• La Constitution du carbonarisme moderne

    Constitution du carbonarisme moderne

     

    Par A-R Königstein

     

    1. - Le carbonarisme moderne se donne pour but de n'en avoir aucun. Il n'est pas un moyen ou un outil au service d'une cause ; il ne peut ni ne doit être instrumentalisé par les hommes qui croiraient pouvoir s'en servir. Car il eut trop à souffrir des hommes qui par le passé récupérèrent son auguste patronage mais le soumirent au lit de Procuste de leurs intérêts mesquins et temporels. Le carbonarisme traditionnel enfonce ses racines dans une contre-culture millénaire, et il a survécu et revient aujourd'hui grâce aux hommes qui le rejoignent, mais qui mourront avant lui, de telle sorte que c'est chimère et sottise que de croire pouvoir utiliser le carbonarisme à d'autres fins qu'elle-même. Nul ne peut être Bon Cousin Carbonaro en vue de telle ou telle chose, car le carbonarisme, comme Art de la nature, ne renvoie à d'autres fins que lui-même, et il restera à jamais sa propre fin.

     

    2. - Toutefois, s'il est une chose sur laquelle tous les Carbonari s'entendent de par le monde, c'est bien la suivante : le carbonarisme traditionnel, et son rameau contemporain qui est le néo-carbonarisme, travaillent, par essence, à l'abolition de la domination et de la soumission entre les hommes. Ainsi donc, lorsque les Carbonari se rassemblent en Vente de Charbonnerie, le lien qui les unit les uns aux autres est sans méfiance, sans peur et sans violence.

§ Entrées de pointage d'objets nommés

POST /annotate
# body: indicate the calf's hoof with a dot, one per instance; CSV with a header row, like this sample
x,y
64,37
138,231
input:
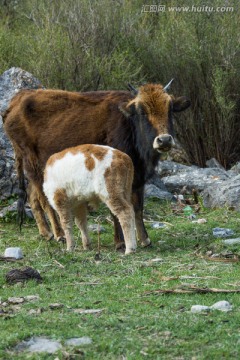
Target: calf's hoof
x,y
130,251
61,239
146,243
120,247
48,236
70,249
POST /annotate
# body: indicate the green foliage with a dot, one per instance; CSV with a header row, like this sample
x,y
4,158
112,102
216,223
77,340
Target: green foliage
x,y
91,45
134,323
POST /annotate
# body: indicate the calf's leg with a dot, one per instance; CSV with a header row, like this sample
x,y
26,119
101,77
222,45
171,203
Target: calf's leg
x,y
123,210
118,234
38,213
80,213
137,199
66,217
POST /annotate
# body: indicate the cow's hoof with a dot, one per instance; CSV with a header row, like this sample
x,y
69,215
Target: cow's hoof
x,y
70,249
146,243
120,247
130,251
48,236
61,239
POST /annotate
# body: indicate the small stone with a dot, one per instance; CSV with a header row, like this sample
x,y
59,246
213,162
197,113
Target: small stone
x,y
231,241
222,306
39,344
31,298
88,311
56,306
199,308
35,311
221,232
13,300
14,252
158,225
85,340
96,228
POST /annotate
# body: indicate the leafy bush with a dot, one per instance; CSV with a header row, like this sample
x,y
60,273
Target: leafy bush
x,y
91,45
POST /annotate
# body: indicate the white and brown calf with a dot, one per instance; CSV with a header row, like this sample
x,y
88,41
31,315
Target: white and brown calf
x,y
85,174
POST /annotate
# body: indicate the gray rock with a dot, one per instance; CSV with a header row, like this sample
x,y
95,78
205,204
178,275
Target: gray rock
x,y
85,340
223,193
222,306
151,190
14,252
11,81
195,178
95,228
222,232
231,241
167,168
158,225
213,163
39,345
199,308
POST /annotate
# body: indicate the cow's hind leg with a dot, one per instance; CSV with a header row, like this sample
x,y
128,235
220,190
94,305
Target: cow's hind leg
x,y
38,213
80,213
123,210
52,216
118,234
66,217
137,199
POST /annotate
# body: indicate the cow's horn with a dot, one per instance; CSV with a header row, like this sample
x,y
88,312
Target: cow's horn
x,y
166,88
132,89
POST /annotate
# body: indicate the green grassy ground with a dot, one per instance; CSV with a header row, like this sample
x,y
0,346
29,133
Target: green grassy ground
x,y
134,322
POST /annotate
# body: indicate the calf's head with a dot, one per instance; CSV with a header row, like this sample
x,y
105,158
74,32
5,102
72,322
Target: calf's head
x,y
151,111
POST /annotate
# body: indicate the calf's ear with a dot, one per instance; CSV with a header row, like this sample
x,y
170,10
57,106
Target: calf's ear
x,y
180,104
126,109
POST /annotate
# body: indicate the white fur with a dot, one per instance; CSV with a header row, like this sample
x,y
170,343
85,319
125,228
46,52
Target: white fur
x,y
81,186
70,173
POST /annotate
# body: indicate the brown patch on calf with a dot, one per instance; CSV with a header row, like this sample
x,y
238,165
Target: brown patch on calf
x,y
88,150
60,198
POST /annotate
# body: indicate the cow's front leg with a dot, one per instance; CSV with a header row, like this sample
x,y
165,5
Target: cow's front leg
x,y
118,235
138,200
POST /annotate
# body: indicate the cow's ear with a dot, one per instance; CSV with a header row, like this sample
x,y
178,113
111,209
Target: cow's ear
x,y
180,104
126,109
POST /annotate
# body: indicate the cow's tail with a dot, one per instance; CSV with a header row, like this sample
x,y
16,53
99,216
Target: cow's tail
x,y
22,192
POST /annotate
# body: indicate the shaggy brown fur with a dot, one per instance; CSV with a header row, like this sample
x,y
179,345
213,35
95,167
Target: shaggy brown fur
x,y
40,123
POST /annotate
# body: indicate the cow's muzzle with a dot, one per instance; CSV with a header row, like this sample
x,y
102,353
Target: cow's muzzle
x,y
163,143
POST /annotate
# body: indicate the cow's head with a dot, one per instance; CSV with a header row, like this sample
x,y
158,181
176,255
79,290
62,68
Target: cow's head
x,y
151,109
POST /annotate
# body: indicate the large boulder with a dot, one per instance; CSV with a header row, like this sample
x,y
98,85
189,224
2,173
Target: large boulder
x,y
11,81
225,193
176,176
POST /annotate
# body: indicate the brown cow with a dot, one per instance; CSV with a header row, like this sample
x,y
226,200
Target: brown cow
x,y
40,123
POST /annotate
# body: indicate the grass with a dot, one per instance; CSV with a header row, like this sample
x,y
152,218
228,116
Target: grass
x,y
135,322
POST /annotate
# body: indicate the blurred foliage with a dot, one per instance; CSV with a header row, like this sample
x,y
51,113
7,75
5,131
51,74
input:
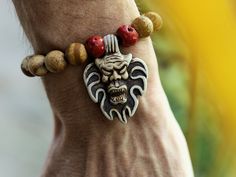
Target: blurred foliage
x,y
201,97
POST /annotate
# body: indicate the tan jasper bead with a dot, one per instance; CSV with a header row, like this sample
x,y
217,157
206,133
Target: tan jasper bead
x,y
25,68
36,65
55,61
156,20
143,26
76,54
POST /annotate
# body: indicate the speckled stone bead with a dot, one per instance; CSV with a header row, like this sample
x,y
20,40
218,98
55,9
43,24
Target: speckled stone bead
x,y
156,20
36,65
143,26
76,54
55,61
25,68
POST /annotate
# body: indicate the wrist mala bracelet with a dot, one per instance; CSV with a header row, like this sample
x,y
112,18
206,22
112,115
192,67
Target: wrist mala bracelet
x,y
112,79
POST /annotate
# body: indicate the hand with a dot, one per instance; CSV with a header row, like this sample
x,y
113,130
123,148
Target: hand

§ CONSIGNE ÉCRITE
Poursuivez l'extrait sur la constitution du carbonarisme moderne en reprenant juste après sa dernière phrase.

§ RÉPONSE
     

    3. - C'est la raison pour laquelle nul ne peut être reçu Carbonaro s'il est esclave ou maître. Si dans les temps anciens la Maîtrise était un magistère, et la compétence reconnue par tous au Travail, aujourd'hui, la Maîtrise s'est perdue dans la domination. Elle n'est plus autorité mais pouvoir ; elle n'est plus puissance mais coercition. De cette maîtrise-là, le Carbonaro ne veut point. Quant à l'esclavage parmi les hommes, les deux cent dernières années ont fait triompher sur toute la surface du globe les idées émancipatrices de la démocratie, contre les tyrannies religieuses et politiques. Pour autant, ce n'est pas parce que les maîtres abusifs sont pointés et reconnus, que les esclaves sont libres ; et la gangrène humaine consiste en cela : que les hommes aiment inconsidérément se réduire eux-mêmes en esclavage pour n'avoir point à supporter le poids de leur liberté. Aussi le Carbonaro se refuse-t-il à être esclave, car même s'il n'y avait plus de maître, il subsisterait des esclaves qui s'empresseraient d'élever parmi la foule des opprimés quelque nouvelle brute qui les jugulerait et les tyranniserait.

     

    4. - Si la comédie du monde offre le désolant spectacle d'une lutte entre Opprimés et Oppresseurs, les opprimés d'aujourd'hui rêvant d'être à leur tour les oppresseurs de demain, la Vente de Charbonnerie veut être ce sanctuaire où naît et croît le nouveau type d'homme pourchassé également par la haine des uns et des autres : l'Artiste.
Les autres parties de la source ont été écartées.